● **Consigne**
Réécrivez tout le passage du texte sur Hugues Dupriez, depuis « En arrivant, j’ai » jusqu’à « sur le terrain. », en remplaçant « consultant » par « conseiller ».

Sylvain Mapatano

L’homme, notre relation et l’empreinte de son travail

En janvier 1988, j’intégrai une jeune équipe au sein de l’ONG ADI-Kivu qui venait de voir le jour quelques mois auparavant. Hugues avait collaboré avec cette équipe dans le cadre de l’étude sur les causes de la malnutrition au Kivu au sein de SOLIDARITE PAYSANNE, financée par Frères des Hommes une ONG Française ,.

En arrivant, j’ai été chargé du Service de renforcement Agricole des organisations paysannes dans les différents pôles de travail de ADI-KIVU. Pour donner un contenu à ce service, ADI-Kivu a recouru aux services de Hugues Dupriez pour accompagner l’équipe, et moi en première ligne parce qu’il fallait bien que quelqu’un continue le travail du consultant sur le terrain.

Voilà comment nait ce contact avec celui qui va devenir un coach pour de nombreuses années.

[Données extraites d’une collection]

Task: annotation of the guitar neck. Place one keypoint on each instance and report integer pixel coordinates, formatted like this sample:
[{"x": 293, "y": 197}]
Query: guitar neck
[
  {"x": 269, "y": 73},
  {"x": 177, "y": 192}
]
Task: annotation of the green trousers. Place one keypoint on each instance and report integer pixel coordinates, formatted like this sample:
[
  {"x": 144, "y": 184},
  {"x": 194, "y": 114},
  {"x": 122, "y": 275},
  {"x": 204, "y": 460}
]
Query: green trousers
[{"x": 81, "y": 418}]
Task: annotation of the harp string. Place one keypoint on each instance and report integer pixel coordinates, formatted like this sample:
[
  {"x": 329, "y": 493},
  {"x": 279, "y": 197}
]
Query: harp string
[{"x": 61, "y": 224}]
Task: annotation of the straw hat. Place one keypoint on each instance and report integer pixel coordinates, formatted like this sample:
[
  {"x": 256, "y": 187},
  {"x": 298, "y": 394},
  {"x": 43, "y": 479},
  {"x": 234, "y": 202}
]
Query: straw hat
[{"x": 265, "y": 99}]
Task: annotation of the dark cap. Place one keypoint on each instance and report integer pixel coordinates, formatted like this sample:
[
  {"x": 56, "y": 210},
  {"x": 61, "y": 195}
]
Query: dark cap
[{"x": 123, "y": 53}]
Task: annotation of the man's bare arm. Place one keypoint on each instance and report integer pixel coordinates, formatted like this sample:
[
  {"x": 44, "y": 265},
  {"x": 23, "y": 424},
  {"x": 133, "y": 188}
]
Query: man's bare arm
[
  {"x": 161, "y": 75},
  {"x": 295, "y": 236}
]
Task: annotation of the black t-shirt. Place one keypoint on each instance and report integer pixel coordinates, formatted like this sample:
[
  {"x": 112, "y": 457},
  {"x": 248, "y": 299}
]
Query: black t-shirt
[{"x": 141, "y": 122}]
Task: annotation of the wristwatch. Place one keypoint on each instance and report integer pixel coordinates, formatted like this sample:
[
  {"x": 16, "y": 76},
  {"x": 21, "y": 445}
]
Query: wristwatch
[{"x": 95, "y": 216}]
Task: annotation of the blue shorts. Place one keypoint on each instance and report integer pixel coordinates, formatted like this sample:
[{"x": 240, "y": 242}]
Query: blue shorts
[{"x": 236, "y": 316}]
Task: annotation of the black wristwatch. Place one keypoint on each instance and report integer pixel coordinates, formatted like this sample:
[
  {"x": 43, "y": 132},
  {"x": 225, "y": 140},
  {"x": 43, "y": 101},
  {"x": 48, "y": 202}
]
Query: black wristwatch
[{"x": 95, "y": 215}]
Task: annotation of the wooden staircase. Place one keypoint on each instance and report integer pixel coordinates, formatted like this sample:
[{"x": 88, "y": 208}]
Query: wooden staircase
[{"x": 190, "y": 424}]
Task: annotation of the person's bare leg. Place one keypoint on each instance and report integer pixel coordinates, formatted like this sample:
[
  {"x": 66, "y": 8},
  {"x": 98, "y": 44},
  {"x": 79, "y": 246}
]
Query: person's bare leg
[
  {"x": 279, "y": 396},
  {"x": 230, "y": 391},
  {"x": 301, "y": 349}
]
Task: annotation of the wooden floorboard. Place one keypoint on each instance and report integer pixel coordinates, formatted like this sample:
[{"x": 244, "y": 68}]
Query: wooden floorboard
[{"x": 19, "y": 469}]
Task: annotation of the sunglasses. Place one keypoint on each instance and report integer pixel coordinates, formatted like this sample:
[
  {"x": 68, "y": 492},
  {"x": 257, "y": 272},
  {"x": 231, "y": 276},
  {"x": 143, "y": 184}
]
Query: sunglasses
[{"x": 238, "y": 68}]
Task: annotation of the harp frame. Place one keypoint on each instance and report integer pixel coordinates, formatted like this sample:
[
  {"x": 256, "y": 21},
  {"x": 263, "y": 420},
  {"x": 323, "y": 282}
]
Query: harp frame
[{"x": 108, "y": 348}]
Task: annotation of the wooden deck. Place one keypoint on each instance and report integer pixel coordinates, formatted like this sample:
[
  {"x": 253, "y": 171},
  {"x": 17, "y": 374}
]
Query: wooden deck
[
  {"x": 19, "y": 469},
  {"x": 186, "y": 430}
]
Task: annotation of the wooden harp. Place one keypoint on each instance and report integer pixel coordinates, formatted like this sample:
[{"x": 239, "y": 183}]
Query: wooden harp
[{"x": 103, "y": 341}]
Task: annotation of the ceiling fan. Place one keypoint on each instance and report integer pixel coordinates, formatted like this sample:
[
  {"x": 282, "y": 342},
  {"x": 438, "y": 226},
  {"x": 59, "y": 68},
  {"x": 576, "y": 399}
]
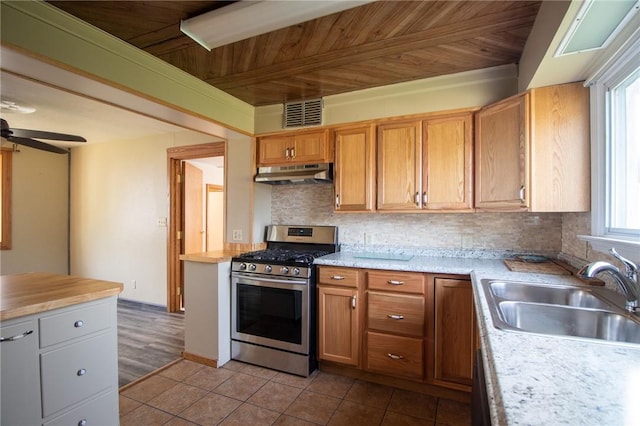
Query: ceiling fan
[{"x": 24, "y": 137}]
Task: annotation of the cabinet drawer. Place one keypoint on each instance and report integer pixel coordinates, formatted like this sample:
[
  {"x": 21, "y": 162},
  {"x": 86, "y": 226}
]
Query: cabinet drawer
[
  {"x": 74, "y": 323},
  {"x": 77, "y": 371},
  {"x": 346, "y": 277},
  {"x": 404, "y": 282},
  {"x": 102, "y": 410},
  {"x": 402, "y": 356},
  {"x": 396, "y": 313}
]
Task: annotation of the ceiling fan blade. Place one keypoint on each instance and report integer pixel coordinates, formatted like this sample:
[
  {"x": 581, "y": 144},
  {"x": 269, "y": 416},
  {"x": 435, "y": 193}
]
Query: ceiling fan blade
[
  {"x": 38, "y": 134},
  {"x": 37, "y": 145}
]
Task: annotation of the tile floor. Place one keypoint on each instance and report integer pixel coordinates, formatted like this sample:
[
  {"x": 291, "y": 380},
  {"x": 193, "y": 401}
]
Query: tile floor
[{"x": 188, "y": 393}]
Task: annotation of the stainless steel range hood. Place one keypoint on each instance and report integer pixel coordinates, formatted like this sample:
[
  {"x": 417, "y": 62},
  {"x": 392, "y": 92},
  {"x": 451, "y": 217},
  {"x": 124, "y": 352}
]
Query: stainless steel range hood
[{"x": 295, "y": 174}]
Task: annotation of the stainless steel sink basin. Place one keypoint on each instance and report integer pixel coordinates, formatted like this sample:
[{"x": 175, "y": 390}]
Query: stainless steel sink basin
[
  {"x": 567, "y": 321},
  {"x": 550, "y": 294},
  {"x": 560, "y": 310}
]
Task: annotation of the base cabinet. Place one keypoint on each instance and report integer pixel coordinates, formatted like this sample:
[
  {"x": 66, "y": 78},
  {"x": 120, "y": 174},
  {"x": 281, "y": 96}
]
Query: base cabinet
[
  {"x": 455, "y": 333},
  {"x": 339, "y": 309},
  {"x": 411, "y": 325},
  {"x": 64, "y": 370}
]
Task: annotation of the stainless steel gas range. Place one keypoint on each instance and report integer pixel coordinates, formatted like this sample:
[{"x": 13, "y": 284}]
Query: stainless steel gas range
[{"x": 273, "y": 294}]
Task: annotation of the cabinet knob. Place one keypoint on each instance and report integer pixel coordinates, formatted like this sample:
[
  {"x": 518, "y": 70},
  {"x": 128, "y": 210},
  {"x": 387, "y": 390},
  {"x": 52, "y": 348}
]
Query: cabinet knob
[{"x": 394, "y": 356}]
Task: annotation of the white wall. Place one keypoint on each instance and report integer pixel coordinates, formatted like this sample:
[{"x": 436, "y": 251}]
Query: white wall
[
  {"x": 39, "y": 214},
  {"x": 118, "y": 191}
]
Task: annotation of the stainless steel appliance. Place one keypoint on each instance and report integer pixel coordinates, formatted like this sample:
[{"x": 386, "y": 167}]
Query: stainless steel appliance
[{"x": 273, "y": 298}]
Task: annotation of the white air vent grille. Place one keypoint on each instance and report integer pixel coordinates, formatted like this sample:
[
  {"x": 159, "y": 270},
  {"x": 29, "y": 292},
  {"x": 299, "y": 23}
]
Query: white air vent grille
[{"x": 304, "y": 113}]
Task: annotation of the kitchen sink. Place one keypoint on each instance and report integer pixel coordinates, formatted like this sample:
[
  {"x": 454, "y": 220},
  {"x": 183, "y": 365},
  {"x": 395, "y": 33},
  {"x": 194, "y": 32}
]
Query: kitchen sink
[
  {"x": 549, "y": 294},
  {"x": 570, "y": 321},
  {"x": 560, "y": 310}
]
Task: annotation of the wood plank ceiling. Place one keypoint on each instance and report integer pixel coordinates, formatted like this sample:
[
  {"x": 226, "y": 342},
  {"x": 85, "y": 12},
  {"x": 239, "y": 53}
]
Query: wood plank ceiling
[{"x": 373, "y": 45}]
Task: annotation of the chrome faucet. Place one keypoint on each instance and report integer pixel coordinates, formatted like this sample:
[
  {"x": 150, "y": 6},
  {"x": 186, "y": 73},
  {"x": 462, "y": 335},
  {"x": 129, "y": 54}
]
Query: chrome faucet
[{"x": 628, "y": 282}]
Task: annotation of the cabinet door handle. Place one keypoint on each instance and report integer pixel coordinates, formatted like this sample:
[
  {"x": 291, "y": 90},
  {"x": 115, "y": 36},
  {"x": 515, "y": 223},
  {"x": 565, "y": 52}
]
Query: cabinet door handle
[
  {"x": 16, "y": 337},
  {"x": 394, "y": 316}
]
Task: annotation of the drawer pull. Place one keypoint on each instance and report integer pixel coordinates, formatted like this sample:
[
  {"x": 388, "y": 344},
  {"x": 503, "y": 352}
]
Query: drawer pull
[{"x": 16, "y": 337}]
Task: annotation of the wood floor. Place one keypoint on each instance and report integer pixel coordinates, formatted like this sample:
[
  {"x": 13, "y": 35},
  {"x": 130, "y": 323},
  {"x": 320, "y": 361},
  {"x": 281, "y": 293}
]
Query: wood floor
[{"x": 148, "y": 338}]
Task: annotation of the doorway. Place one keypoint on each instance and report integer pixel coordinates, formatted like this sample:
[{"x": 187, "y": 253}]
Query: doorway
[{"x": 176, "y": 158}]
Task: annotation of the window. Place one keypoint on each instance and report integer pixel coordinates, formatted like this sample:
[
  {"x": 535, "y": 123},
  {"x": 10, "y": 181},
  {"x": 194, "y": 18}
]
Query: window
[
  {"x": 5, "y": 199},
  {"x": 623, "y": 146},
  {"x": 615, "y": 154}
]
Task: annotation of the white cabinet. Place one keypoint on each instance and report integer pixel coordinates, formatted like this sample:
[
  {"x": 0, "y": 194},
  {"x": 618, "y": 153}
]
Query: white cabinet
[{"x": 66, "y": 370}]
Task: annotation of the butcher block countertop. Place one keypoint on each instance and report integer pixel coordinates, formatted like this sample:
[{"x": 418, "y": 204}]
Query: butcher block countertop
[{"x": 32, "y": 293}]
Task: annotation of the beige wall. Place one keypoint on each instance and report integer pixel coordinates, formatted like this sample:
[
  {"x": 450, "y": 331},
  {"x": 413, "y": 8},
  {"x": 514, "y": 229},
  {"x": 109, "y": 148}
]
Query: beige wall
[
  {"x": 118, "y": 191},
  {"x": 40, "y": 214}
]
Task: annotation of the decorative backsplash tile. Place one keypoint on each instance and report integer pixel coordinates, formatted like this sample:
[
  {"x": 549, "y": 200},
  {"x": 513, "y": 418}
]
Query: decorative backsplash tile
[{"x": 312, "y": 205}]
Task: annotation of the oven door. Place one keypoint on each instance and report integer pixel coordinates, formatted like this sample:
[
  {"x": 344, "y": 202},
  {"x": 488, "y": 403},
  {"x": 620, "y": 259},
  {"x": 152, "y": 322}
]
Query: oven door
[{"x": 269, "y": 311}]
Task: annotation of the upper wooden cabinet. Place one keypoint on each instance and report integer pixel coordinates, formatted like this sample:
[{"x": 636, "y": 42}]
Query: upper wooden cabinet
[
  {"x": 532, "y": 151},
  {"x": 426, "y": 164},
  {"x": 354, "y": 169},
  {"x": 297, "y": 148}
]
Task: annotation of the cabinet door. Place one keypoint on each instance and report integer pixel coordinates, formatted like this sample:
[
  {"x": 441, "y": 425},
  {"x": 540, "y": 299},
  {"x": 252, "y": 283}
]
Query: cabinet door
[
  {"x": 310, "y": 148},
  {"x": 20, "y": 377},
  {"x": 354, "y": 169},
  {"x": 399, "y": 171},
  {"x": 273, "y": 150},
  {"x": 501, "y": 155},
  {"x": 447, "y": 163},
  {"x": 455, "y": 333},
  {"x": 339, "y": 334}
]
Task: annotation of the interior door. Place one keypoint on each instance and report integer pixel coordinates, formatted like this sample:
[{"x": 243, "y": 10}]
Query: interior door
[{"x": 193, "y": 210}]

● **Résultat attendu**
En arrivant, j’ai été chargé du Service de renforcement Agricole des organisations paysannes dans les différents pôles de travail de ADI-KIVU. Pour donner un contenu à ce service, ADI-Kivu a recouru aux services de Hugues Dupriez pour accompagner l’équipe, et moi en première ligne parce qu’il fallait bien que quelqu’un continue le travail du conseiller sur le terrain.